PRZYTOCZONY FRAGMENT:
........
Ubezpieczony do powołanych opinii wniósł zastrzeżenia. Powołał się na orzeczenia Sądu Najwyższego z dnia 7 października 2003r. (sygn. akt II UK 79/03), z dnia 25 listopada 1998r. (sygn. akt II UKN 326/98) oraz z dnia 8 maja 2007r. (sygn. akt II UK 192/06), 15 września 2006 r. (sygn. akt I UK 103/06), a także na wyrok Sądu Apelacyjnego w Łodzi z dnia 14 listopada 2000r. (sygn. akt III Aua 836/00). Podniósł, że praca dozorcy nie jest pracą wymagającą kwalifikacji zawodowych i zatrudnienia ubezpieczonego w charakterze dozorcy nie można traktować jako przekwalifikowania się, które może być oceniane jako odzyskanie zdolności do pracy. Również zawód kontrolera ruchu nie wymagał od niego posiadania jakichkolwiek umiejętności. Ubezpieczony wniósł o uzupełnienie opinii biegłej medycyny pracy oraz na wskazanie, czy ubezpieczony w chwili obecnej może wykonywać pracę zgodną z kwalifikacjami oraz dokonanie oceny, czy praca obecnie wykonywana przez ubezpieczonego jest pracą równorzędną z pracą wykonywaną przed stwierdzeniem niezdolności do pracy.

Sąd pierwszej instancji, z uwagi na przedłożoną przez W. S. dokumentację w postaci zaświadczenia lekarskiego i historii choroby z poradni neurologicznej, dopuścił dowód z uzupełniającej opinii biegłych. Biegli podtrzymali wnioski zawarte w poprzednich opiniach. Sąd dał wiarę opiniom biegłych argumentując, że w sposób jasny przedstawili powody swoich twierdzeń, wskazali występujące u ubezpieczonego schorzenia i ocenili ich wpływ na zdolność do pracy. Biegli oparli się na dokumentacji medycznej zawartej w aktach organu rentowego, na wywiadzie uzyskanym od W. S., jak też na dokumentacji przedłożonej przez samego ubezpieczonego. Sąd Okręgowy ocenił opinie jako jasne, logiczne i spójne, sporządzone zgodnie z zaleceniem Sądu.

Zdaniem Sądu I instancji analiza zarówno aspektów medycznych, jak też socjalnych wskazuje, że ubezpieczony nie jest niezdolny do pracy, albowiem niezdolność do pracy występuje dopiero, gdy procesy chorobowe przybiorą takie natężenie, że spowodują długotrwałą niemożność wykonywania pracy. Taka zaś sytuacja w przypadku ubezpieczonego nie wystąpiła. Sąd wskazał, że o ile ubezpieczony nie może wykonywać pracy sanitariusza, krawca i sprzedawcy, o tyle może świadczyć pracę dozorcy i kontrolera ruchu.

Mając na uwadze treść opinii biegłych oraz dokumentów zgromadzonych w aktach organu rentowego i w aktach sprawy Sąd Okręgowy nie znalazł podstaw do uwzględnienia odwołania ubezpieczonego.
........
ZEBRANY MATERIAŁ:

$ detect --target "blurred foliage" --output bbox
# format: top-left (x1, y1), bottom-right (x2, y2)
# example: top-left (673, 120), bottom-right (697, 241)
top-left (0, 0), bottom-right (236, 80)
........
CO NALEŻY ZROBIĆ:
**1.** Odpowiedz na pytania do fragmentu o odwołaniu ubezpieczonego:
(a) Który sąd wydał wyrok z 14 listopada 2000 r., na który powołał się ubezpieczony?
(b) Na czym jeszcze, obok dokumentacji z akt organu rentowego i dokumentacji od ubezpieczonego, oparli się biegli?
(c) Jakich prac ubezpieczony nie może wykonywać według Sądu I instancji?
**2.** Dopisz dalszy ciąg fragmentu o odwołaniu ubezpieczonego, zaczynając zaraz po jego ostatnim zdaniu.

ODPOWIEDZI PO KOLEI:
**1.**
(a) Sąd Apelacyjny w Łodzi.
(b) Na wywiadzie uzyskanym od W. S.
(c) Pracy sanitariusza, krawca i sprzedawcy.

**2.**
Z uwagi na powyższe Sąd Okręgowy w oparciu o art.477 14 §1 k.p.c. oddalił odwołanie ubezpieczonego, uznając prawidłowość wydanej przez organ rentowy decyzji.

Apelację od wyroku Sądu pierwszej instancji wniósł ubezpieczony W. S.. Zaskarżył wyrok w całości, wyrokowi zarzucił:

- naruszenie prawa procesowego, tj. art. 233 § 1 k.p.c., art. 228 § 2 k.p.c. w zw. z art. 328 § 2 k.p.c. polegające na ustaleniu przez Sąd Okręgowy w Gorzowie Wlkp., że ubezpieczony jest osobą zdolną do pracy, podczas gdy ocena zdolności do pracy winna być odnoszona do pracy w warunkach normalnych, a nie w warunkach szczególnych lub w warunkach i na stanowiskach specjalnie przygotowanych dla takiej osoby,

- naruszenie przepisów prawa procesowego, tj. art. 328 k.p.c. w ten sposób, że Sąd I instancji nie odniósł się do przebiegu pracy zawodowej ubezpieczonego uniemożliwiając tym samym dokonanie prawidłowej oceny zdolności skarżącego do pracy,

- naruszenie przepisów prawa materialnego, tj. art. 12 ust. 1 w zw. z ust. 3 ustawy o emeryturach i rentach z Funduszu Ubezpieczeń Społecznych w zakresie włączenia do definicji konieczności wystąpienia trwałej częściowej niezdolności do pracy, jak również w zakresie stwierdzenia, że wykonywanie jakiejkolwiek innej pracy po zajściu zdarzenia uzasadniającego przyznanie renty z tytułu częściowej niezdolności do pracy, oznacza automatycznie odzyskanie zdolności do pracy.

W oparciu o tak sformułowane zarzuty apelujący wniósł o zmianę wyroku poprzez uwzględnienie odwołania ubezpieczonego od decyzji zakładu Ubezpieczeń Społecznych z dnia 15 lutego 2012 roku oraz o zasądzenie od organu rentowego na rzecz ubezpieczonego zwrotu kosztów postępowania według norm przepisanych, a w przypadku uznania, że Sąd Okręgowy w Gorzowie Wielkopolskim przy wydawaniu zaskarżonego wyroku nie rozpoznał istoty sprawy, bądź też wymagane jest przeprowadzenie postępowania dowodowego, na podstawie art. art. 386 § 4 k.p.c. wniósł o uchylenie zaskarżonego wyroku i przekazanie sprawy do ponownego rozpoznania Sądowi pierwszej instancji z pozostawieniem temu sądowi rozstrzygnięcia odnośnie kosztów postępowania wywołanych niniejszym postępowaniem apelacyjnym. W przypadku zaś nieuwzględnienia apelacji, w oparciu o art. 102 k.p.c. oraz art. 98 ustawy o kosztach sądowych w sprawach cywilnych, wniósł o nie obciążanie skarżącego kosztami postępowania.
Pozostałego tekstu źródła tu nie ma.